▸ **What you have to do**:
Can you restate the items below with each "thickest part" swapped for "widest part" and nothing else altered?

▸ **Provided material**:
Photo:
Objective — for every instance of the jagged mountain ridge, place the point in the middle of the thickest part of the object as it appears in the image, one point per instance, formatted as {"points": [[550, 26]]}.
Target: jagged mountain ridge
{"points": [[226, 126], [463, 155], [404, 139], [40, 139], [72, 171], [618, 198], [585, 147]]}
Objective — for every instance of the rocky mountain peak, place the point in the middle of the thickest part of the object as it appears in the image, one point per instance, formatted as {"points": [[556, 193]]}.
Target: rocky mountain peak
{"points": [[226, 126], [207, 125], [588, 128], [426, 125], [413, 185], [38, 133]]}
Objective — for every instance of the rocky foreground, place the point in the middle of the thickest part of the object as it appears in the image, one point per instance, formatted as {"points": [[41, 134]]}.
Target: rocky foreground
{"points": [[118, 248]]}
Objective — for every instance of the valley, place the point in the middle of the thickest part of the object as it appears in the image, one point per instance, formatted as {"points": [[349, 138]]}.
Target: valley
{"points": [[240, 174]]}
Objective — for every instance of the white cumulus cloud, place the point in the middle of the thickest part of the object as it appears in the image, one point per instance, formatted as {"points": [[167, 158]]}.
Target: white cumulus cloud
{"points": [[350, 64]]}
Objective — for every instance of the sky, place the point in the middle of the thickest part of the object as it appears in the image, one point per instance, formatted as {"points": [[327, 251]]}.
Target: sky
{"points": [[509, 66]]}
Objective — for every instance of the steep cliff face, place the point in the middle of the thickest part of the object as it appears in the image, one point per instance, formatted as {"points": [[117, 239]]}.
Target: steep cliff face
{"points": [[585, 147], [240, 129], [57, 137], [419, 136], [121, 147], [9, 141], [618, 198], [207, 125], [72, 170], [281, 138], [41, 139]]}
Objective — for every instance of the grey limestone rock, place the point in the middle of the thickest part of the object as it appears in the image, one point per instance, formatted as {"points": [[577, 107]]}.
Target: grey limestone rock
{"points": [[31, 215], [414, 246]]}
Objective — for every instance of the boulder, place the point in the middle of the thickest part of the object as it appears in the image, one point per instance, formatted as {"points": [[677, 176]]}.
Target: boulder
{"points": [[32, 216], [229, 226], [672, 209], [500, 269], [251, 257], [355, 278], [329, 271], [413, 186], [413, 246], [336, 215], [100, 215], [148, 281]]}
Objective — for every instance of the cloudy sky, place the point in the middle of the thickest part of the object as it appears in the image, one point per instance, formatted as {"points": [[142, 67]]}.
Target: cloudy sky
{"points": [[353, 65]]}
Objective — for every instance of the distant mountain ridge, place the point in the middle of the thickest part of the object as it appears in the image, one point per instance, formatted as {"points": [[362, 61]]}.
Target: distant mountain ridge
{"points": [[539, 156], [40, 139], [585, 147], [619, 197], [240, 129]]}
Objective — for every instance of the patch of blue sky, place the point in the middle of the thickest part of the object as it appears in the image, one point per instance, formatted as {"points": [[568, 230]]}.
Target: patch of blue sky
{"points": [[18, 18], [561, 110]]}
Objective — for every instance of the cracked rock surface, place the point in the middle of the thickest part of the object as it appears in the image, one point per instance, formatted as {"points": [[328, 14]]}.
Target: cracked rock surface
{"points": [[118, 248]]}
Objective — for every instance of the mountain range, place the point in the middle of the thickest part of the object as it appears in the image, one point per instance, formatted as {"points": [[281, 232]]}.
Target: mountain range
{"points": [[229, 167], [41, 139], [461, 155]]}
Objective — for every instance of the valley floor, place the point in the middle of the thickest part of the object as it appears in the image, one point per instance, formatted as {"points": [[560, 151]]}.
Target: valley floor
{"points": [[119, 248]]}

▸ **Result of this task**:
Photo:
Objective — for every instance of the jagged mountain ridge, place the point in the middle of the widest part of the object as it appears in the image, one point per instance, formatted as {"points": [[550, 26]]}.
Target: jagged mountain ridge
{"points": [[226, 126], [463, 155], [404, 139], [40, 139], [72, 171], [618, 198], [585, 147]]}
Objective — for every instance of the rocky mountain peak, place the point in the middle of the widest part of the object as it appears in the image, one point per instance, formatted as {"points": [[556, 193]]}.
Target: rocky mountain peak
{"points": [[226, 126], [207, 125], [588, 128], [426, 125], [413, 185], [38, 133]]}
Objective — for every instance of the rocky foreground, place the point in the middle of the widest part of the object as it appears in the image, one point per instance, formatted as {"points": [[41, 134]]}.
Target: rocky foreground
{"points": [[118, 248]]}
Objective — for every instance of the valley, place the point in the middle of the widest part of the object as it appears in the image, one point per instance, formatted as {"points": [[349, 138]]}.
Target: valley
{"points": [[240, 174]]}
Objective — for every instance of the white cumulus cloud, place the point in the middle of the widest part of the object as it appears in the image, one point per instance, formatted as {"points": [[167, 158]]}.
Target: white cumulus cloud
{"points": [[350, 64]]}
Objective — for every instance of the sky, place the point in the middle of the widest part of the object as it appears in the image, one point per instance, formatted as {"points": [[327, 251]]}.
Target: sky
{"points": [[509, 66]]}
Objective — for every instance of the steep cliff face, place the point in the middle of the widest part of the object as it appears in the image, one point per instance, formatted as {"points": [[117, 239]]}.
Target: steep cliff face
{"points": [[585, 147], [240, 129], [57, 137], [419, 136], [121, 147], [9, 141], [618, 198], [207, 125], [72, 170], [281, 138], [41, 139]]}
Objective — for every instance of the grey limestone rock, place the point in the middle of the widest part of the object as it appears in the image, one point per instance, formatted as {"points": [[577, 107]]}.
Target: grey limestone rock
{"points": [[31, 215], [414, 246]]}
Objective — for every instance of the boulder, place the point in the middle of the widest part of the object as it appears in the image, one point per instance, formatted as {"points": [[677, 176]]}.
Target: boulder
{"points": [[32, 216], [229, 226], [672, 209], [500, 269], [251, 257], [355, 278], [329, 271], [413, 186], [413, 246], [336, 215], [100, 215], [148, 281]]}
Objective — for every instance of the cloudy sky, place the point in the middle of the widest part of the object as it appears in the image, one point per instance, formatted as {"points": [[142, 67]]}.
Target: cloudy sky
{"points": [[353, 65]]}
Objective — for every instance of the distant mountain ridge, place the point in the middle of the widest part of the object as it appears in the image, one point per instance, formatted as {"points": [[362, 61]]}.
Target: distant mountain ridge
{"points": [[539, 156], [40, 139], [585, 147], [619, 197], [240, 129]]}
Objective — for every instance of the patch of blue sky, place the point in the middle of the widest part of the object as it appears in the image, one point per instance, formatted as {"points": [[568, 230]]}.
Target: patch of blue sky
{"points": [[18, 18], [561, 110]]}
Objective — for every instance of the cracked rock surface, place the point in the middle of the widest part of the object as it appears in the image, one point per instance, formatted as {"points": [[328, 14]]}.
Target: cracked rock surface
{"points": [[118, 248]]}
Objective — for every instance of the mountain range, place the point in the middle of the widest part of the object as it appears in the image, one point per instance, formatted as {"points": [[281, 232]]}.
Target: mountain range
{"points": [[229, 167], [41, 139], [461, 155]]}
Objective — for every instance of the valley floor, place the point in the middle of the widest part of the object as it appears in the image, one point per instance, formatted as {"points": [[560, 151]]}.
Target: valley floor
{"points": [[119, 248]]}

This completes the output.